===== Supplied records =====
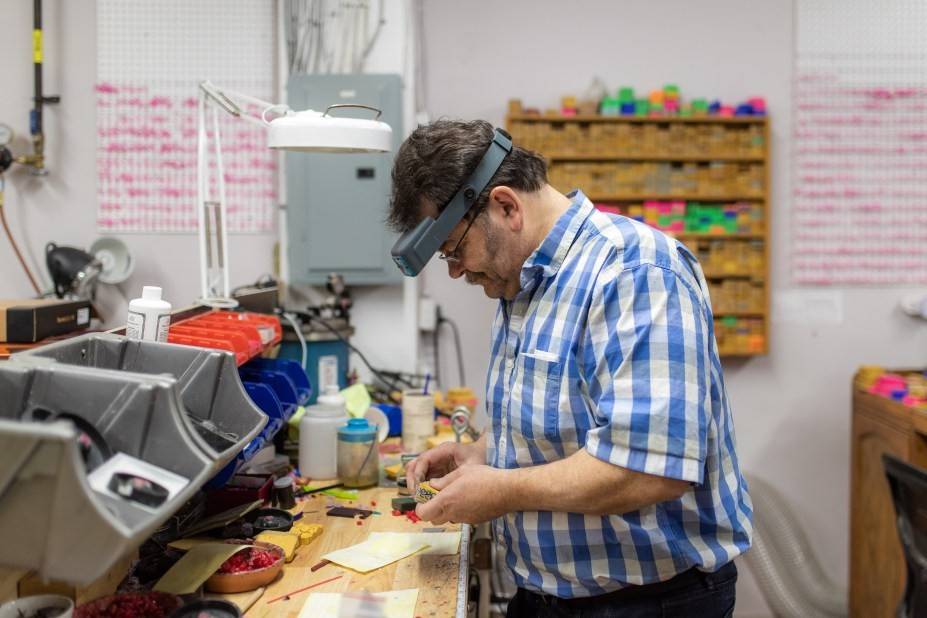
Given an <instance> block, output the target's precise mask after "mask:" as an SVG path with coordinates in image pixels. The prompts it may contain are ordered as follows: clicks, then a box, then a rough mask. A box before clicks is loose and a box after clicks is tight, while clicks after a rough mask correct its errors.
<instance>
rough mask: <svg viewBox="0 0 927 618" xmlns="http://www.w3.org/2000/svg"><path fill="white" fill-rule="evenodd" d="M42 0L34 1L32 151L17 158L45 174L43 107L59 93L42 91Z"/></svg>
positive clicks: (33, 171) (33, 17) (33, 32)
mask: <svg viewBox="0 0 927 618" xmlns="http://www.w3.org/2000/svg"><path fill="white" fill-rule="evenodd" d="M42 49H43V47H42V0H33V2H32V67H33V82H34V91H33V97H32V101H33V106H32V110H31V111H30V112H29V132H30V133H31V134H32V153H31V154H28V155H22V156H20V157H17V158H16V162H17V163H21V164H23V165H28V166H29V167H31V168H32V173H33V174H36V175H39V176H44V175H45V174H47V173H48V170H47V169H46V168H45V133H44V130H43V128H44V127H43V118H42V108H43V106H44V105H45V104H47V103H58V102H59V101H61V97H59V96H58V95H53V96H45V95H44V94H43V91H42V60H43V58H42V56H43V51H42Z"/></svg>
=====
* [Problem details]: Lay out every line of the material above as a JSON list of strings, one string per line, skipping blank lines. Leave the pictures out.

* [Result below]:
[
  "Given an <instance> block, output the target's precise mask after \"mask:\" as an SVG path with coordinates in image pixels. The prompts it may contain are ordered as follows: clicks, then a box, then a rough mask. A box before clicks is loose and a box after clicks is tight, while clicks after a rough mask correct its errors.",
  "<instance>",
  "rough mask: <svg viewBox=\"0 0 927 618\" xmlns=\"http://www.w3.org/2000/svg\"><path fill=\"white\" fill-rule=\"evenodd\" d=\"M42 0L34 1L32 151L17 158L45 174L43 107L59 93L42 91Z\"/></svg>",
  "positive clicks: (33, 171) (33, 17) (33, 32)",
  "mask: <svg viewBox=\"0 0 927 618\" xmlns=\"http://www.w3.org/2000/svg\"><path fill=\"white\" fill-rule=\"evenodd\" d=\"M42 49H43V47H42V0H33V2H32V67H33V82H34V91H33V97H32V101H33V106H32V110H31V111H30V112H29V132H30V133H31V134H32V153H31V154H28V155H22V156H20V157H17V158H16V162H17V163H21V164H23V165H28V166H29V167H31V168H32V173H33V174H36V175H39V176H44V175H45V174H47V173H48V170H47V169H46V168H45V133H44V130H43V128H44V127H43V118H42V108H43V106H44V105H45V104H47V103H58V102H59V101H61V97H59V96H58V95H53V96H45V95H44V94H43V91H42V60H43V58H42V56H43V51H42Z\"/></svg>"
]